AIM A » Reproduce the part of the passage on Marine Corps missions that opens with the words containing "In a recent" and closes with "more specialized undertakings.".

TEXT PROVIDED »
--- START ---
In a recent interview with Military.com, Lt. Gen. William Beydler, commander of Marine Corps Central Command, said there were multiple traditional special operations mission sets that competent Marines could take on, freeing up the forces for more specialized undertakings.

“I’m not for a moment suggesting that Marine capabilities and SOF capabilities are the same, that’s not my point, but I do think, and I think that SOF would agree, that some of the missions they’re executing now could be executed by well-trained and disciplined general purpose forces like U.S. Marines,” Beydler said.

Marines maintain a constant presence in the Middle East between Special Purpose Marine Air-Ground Task Force Crisis Response-Central Command, a roughly 2,300-man unit that operates across six Middle Eastern countries with an emphasis on supporting the fight against the Islamic State in Iraq and Syria, or ISIS.

They also operate consistently in the region off amphibious ships attached to Marine Expeditionary Units, or MEUs, that routinely provide presence in the Persian Gulf.
--- END ---
AIM B » Rewrite the part of the rows that opens with their first line and closes with the line containing "[[501, 133, 660, 177]]", both lines included, changing "bounding boxes" to "rectangles" and leaving everything else unchanged. Leave the pictures out.

MATERIAL FOR THIS EXERCISE »
--- START ---
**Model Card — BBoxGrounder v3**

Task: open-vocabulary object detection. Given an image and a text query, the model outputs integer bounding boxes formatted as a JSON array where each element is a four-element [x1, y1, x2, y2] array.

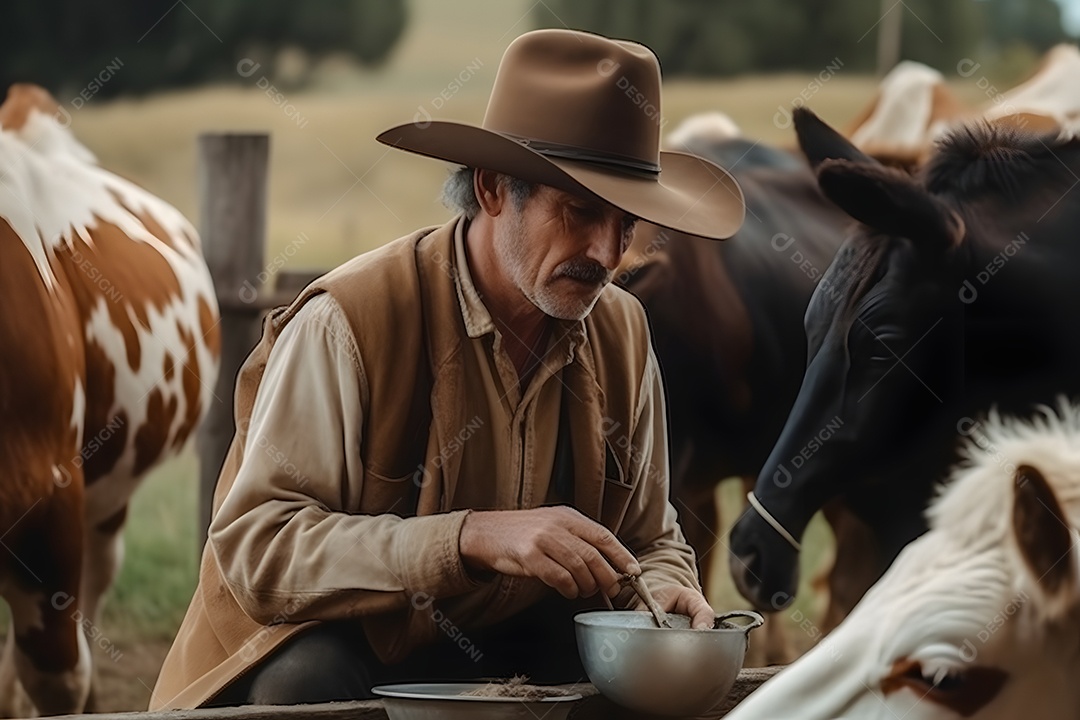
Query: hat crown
[[483, 30, 664, 172]]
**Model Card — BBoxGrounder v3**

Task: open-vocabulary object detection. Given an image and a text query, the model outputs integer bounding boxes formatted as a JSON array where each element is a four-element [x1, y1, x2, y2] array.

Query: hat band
[[501, 133, 660, 177]]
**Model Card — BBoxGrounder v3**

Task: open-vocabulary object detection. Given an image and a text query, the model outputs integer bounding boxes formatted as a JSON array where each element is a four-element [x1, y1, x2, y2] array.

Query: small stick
[[619, 573, 672, 628]]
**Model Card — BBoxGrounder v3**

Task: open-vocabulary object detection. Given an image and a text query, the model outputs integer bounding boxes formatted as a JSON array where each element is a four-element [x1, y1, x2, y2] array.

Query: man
[[151, 30, 743, 708]]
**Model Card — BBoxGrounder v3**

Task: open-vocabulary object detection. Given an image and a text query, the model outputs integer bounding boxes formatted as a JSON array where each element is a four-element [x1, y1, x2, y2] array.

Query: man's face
[[495, 185, 637, 320]]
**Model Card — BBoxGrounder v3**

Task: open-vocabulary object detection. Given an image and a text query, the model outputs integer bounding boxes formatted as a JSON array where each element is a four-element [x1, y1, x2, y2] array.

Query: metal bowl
[[372, 682, 581, 720], [573, 610, 764, 716]]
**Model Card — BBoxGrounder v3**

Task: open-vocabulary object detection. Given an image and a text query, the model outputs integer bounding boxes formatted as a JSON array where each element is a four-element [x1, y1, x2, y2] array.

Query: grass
[[21, 0, 1032, 682], [102, 448, 201, 642]]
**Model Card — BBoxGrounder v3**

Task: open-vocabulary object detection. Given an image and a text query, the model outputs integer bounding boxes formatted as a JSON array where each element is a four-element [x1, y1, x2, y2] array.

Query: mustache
[[558, 260, 615, 285]]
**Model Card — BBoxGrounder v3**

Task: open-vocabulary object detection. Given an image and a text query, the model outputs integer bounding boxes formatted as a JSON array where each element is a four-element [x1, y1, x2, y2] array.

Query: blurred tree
[[534, 0, 1063, 76], [0, 0, 407, 100]]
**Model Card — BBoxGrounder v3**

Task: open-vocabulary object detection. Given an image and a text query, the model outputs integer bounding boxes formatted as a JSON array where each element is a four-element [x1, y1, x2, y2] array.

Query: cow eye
[[881, 660, 1009, 718]]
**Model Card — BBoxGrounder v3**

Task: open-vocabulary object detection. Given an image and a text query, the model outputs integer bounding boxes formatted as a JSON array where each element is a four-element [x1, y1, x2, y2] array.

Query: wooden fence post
[[198, 133, 270, 547]]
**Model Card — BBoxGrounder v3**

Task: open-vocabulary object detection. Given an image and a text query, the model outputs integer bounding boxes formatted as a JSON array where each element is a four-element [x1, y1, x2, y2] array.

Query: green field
[[12, 0, 1032, 709]]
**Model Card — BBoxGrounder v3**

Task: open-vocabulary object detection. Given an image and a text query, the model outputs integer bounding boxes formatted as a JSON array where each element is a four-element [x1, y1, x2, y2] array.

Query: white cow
[[727, 402, 1080, 720]]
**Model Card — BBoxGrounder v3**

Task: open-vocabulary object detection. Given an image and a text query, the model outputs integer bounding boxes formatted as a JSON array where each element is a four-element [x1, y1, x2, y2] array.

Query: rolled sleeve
[[617, 343, 701, 609]]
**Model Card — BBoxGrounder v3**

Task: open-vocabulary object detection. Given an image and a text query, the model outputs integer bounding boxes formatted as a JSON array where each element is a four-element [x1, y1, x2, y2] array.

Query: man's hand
[[458, 505, 642, 598], [652, 585, 716, 629]]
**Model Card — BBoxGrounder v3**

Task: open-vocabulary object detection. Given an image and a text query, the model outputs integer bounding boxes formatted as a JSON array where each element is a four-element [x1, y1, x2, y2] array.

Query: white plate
[[372, 682, 581, 720]]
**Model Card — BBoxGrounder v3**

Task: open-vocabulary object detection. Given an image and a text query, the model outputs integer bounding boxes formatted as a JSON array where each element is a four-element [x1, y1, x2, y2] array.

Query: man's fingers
[[575, 515, 642, 575], [675, 587, 716, 628], [535, 558, 579, 600], [549, 539, 598, 597]]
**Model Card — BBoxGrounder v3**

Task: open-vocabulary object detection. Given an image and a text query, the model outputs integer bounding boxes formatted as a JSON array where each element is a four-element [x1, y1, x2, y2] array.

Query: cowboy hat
[[377, 30, 745, 240]]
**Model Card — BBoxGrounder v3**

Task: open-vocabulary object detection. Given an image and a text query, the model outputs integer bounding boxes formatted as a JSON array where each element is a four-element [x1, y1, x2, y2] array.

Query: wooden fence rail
[[197, 133, 326, 547]]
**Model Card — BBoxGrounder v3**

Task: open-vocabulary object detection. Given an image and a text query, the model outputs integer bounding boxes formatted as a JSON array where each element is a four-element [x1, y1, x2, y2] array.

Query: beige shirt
[[210, 222, 697, 627]]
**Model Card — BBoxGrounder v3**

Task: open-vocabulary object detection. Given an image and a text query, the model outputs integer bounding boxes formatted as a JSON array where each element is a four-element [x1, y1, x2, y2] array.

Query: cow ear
[[818, 160, 966, 249], [793, 108, 879, 168], [1012, 465, 1080, 617]]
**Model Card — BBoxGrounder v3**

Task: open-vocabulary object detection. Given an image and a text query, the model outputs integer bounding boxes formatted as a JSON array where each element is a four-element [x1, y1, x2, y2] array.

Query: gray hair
[[443, 167, 535, 220]]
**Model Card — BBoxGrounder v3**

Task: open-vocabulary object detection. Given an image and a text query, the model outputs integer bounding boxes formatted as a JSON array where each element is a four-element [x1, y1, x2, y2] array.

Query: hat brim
[[376, 121, 746, 240]]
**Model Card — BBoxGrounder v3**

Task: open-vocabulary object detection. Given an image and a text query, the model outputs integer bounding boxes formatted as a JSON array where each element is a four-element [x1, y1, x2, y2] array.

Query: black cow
[[617, 126, 850, 643], [731, 111, 1080, 626]]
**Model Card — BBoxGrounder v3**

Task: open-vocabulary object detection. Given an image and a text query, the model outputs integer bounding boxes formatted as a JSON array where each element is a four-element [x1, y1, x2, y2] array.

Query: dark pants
[[208, 598, 589, 706]]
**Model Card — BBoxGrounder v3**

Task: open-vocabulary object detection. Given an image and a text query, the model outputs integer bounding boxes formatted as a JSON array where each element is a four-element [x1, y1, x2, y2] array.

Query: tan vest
[[150, 222, 648, 710]]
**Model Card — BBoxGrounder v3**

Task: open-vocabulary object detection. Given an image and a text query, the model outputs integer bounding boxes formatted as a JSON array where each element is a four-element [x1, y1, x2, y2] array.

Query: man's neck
[[465, 216, 553, 392]]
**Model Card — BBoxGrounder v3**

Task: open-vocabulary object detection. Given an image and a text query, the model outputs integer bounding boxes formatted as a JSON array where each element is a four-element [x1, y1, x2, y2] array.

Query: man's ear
[[473, 168, 507, 217]]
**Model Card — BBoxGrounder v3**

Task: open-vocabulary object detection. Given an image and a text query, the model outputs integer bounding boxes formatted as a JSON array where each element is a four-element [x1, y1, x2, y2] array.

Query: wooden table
[[54, 667, 783, 720]]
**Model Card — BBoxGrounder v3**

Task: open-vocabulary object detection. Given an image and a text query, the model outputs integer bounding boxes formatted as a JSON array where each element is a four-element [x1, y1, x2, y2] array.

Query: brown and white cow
[[0, 85, 220, 715], [983, 44, 1080, 135], [847, 60, 973, 169]]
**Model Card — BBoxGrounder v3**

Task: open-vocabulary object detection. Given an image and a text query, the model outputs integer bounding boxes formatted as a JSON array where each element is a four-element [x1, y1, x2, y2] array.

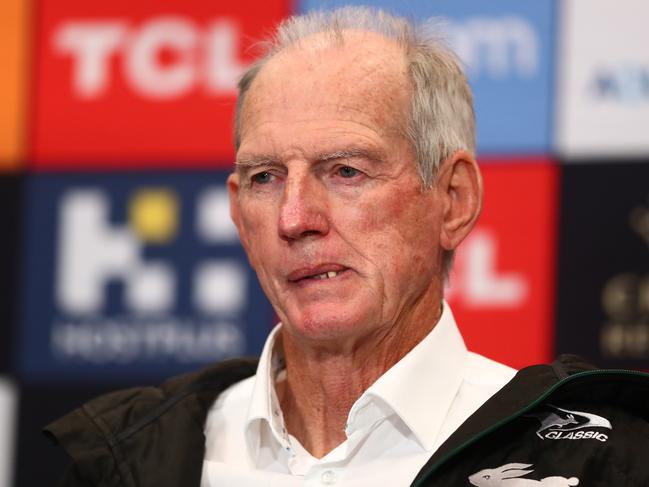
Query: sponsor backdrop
[[0, 0, 649, 487]]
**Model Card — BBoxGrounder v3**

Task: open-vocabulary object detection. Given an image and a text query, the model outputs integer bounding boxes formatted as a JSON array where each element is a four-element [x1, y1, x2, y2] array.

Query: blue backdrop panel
[[299, 0, 555, 154], [18, 171, 273, 383]]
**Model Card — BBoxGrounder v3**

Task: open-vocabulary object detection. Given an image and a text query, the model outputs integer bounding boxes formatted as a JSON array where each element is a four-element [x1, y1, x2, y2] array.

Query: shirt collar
[[245, 302, 468, 458], [347, 302, 468, 450], [245, 323, 290, 458]]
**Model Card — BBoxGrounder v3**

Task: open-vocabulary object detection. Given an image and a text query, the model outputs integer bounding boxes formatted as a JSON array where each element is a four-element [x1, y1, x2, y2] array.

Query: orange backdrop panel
[[0, 0, 31, 171]]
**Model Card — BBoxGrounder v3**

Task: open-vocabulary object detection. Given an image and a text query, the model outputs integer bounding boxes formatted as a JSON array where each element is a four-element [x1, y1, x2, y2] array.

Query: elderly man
[[49, 4, 649, 487]]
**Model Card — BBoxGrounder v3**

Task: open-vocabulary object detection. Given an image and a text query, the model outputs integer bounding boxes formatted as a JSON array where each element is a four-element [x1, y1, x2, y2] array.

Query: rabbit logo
[[528, 406, 613, 441], [469, 463, 579, 487]]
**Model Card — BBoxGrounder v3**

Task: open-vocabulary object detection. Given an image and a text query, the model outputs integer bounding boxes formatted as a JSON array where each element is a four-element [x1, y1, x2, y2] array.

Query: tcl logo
[[445, 227, 529, 309], [52, 16, 245, 100]]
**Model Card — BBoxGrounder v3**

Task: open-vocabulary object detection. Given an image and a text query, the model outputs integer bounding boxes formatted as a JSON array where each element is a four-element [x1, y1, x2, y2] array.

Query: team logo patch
[[469, 463, 579, 487], [528, 406, 613, 442]]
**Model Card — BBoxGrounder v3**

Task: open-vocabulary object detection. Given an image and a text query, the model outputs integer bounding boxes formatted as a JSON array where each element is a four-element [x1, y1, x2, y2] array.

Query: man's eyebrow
[[316, 147, 383, 162], [234, 147, 383, 170], [234, 154, 280, 173]]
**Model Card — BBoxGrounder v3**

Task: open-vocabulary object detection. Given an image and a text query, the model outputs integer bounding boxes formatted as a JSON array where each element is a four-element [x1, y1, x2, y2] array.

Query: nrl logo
[[528, 405, 613, 442]]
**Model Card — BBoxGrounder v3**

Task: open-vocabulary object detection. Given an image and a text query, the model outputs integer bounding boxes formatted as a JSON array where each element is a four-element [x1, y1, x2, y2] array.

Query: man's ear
[[435, 150, 482, 250], [226, 172, 247, 249]]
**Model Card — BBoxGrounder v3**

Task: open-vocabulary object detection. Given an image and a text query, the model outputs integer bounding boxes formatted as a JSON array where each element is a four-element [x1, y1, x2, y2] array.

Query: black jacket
[[46, 356, 649, 487]]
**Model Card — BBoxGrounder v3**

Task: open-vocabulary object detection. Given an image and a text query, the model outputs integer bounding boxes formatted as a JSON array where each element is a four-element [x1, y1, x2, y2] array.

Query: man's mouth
[[288, 264, 347, 282], [305, 271, 343, 279]]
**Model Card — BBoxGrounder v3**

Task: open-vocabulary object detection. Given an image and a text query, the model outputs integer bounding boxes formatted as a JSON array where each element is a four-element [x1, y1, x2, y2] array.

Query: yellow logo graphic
[[129, 188, 180, 244]]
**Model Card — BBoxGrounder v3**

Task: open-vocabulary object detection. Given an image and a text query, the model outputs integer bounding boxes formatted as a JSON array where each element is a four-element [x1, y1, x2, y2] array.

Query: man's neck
[[277, 304, 441, 458]]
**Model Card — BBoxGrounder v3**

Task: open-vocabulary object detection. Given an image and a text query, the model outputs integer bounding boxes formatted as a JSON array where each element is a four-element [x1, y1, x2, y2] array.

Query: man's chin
[[284, 305, 368, 345]]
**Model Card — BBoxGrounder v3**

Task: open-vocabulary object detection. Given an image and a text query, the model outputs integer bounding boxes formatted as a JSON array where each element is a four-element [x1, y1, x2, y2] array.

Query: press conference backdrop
[[0, 0, 649, 487]]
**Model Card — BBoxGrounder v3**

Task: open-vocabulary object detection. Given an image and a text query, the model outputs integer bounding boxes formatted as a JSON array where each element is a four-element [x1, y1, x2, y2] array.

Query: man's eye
[[338, 166, 359, 178], [252, 171, 273, 184]]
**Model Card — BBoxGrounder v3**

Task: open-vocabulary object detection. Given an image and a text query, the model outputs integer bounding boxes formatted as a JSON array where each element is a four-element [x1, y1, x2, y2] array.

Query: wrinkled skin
[[228, 31, 480, 453]]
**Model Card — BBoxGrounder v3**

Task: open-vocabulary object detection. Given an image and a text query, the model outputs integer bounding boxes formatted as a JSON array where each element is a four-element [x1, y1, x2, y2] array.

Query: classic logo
[[528, 406, 613, 442], [469, 463, 579, 487]]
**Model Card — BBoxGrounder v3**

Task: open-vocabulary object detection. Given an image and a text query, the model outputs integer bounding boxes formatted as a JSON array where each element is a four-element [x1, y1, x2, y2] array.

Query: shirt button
[[320, 470, 336, 485]]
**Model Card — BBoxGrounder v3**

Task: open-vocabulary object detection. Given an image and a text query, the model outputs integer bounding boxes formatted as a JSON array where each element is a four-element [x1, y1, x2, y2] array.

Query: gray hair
[[234, 7, 475, 271]]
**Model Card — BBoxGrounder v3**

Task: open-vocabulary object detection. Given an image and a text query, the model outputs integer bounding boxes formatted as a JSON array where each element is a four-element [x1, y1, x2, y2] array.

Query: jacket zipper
[[411, 369, 649, 487]]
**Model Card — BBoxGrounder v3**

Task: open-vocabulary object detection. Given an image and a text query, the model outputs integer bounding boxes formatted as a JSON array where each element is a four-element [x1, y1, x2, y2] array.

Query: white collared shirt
[[201, 303, 516, 487]]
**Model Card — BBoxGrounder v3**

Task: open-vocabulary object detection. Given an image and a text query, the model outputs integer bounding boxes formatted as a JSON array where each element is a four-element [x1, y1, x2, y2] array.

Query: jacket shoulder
[[44, 359, 257, 486]]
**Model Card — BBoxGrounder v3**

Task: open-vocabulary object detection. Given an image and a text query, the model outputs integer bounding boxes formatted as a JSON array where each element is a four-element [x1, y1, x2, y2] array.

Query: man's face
[[228, 33, 442, 343]]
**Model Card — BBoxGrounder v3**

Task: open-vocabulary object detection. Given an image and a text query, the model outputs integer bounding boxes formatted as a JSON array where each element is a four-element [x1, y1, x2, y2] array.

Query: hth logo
[[449, 16, 540, 80], [52, 16, 245, 100], [56, 188, 247, 316], [445, 228, 529, 308]]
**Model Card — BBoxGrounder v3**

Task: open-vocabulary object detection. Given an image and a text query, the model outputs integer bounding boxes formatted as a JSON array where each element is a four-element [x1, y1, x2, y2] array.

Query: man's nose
[[278, 173, 329, 241]]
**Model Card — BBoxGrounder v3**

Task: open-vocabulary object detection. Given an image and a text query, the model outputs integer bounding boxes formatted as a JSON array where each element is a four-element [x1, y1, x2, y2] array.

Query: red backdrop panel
[[31, 0, 290, 169], [447, 159, 558, 368]]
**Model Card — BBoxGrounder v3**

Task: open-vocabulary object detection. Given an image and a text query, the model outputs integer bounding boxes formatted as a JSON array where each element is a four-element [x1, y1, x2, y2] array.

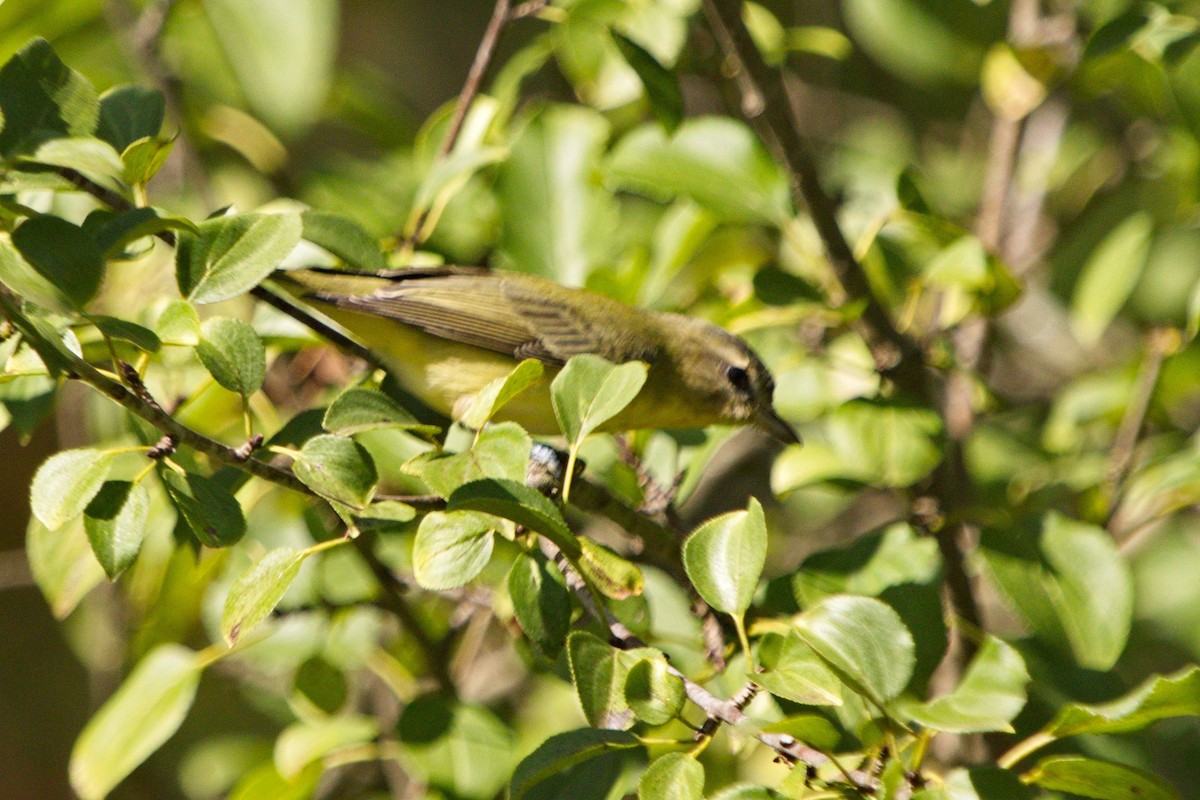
--- END ---
ANSWER A »
In a recent interview with Military.com, Lt. Gen. William Beydler, commander of Marine Corps Central Command, said there were multiple traditional special operations mission sets that competent Marines could take on, freeing up the forces for more specialized undertakings.

ANSWER B »
**Model Card — BBoxGrounder v3**

Task: open-vocabulary object detection. Given an image and a text query, the model outputs integer rectangles formatted as a JSON array where each element is a four-element [x1, y1, x2, y2] array.

Query: hat crown
[[483, 30, 664, 172]]
**Model Card — BBoxGrounder v3**

Task: open-vocabulary object detection. Given an image and a text query, the model outputs integer rectangles formatted as a JSON array where each element is a four-element [x1, y1, x2, y2] array.

Query: hat band
[[501, 133, 660, 177]]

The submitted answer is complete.